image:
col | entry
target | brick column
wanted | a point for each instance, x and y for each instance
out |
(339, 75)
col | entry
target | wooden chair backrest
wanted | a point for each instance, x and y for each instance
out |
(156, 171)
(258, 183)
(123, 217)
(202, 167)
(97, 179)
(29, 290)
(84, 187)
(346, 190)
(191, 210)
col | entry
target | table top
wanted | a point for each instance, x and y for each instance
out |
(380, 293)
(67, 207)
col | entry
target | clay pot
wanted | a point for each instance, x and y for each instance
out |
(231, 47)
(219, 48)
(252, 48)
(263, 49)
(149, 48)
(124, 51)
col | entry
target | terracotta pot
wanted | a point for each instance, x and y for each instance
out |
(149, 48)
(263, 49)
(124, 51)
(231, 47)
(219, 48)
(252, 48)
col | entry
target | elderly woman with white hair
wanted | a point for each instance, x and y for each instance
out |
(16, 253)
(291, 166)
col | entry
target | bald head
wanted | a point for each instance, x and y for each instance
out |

## WHAT TO DO:
Please write out exactly the lines from the start of the data through the line that contains "target | elderly woman with white hair", both ends included, and nothing else.

## WRITTEN ANSWER:
image:
col | entry
target | brick column
wanted | a point for each instance, x and y for each instance
out |
(339, 75)
col | entry
target | wooden chair backrest
wanted | a point for each instance, x and y for each instance
out |
(156, 171)
(258, 183)
(123, 217)
(202, 167)
(97, 179)
(29, 290)
(84, 187)
(346, 190)
(191, 210)
col | entry
target | table top
wanted | a point for each instance, x and y for each instance
out |
(380, 293)
(67, 207)
col | entry
target | clay pot
wanted | a point for each instance, x and y for each instance
out |
(231, 47)
(219, 48)
(252, 48)
(263, 49)
(149, 48)
(124, 51)
col | entry
target | terracotta pot
wanted | a point for each instance, x and y for each instance
out |
(149, 48)
(263, 49)
(124, 51)
(231, 47)
(219, 48)
(252, 48)
col | entry
target | elderly woman with white hair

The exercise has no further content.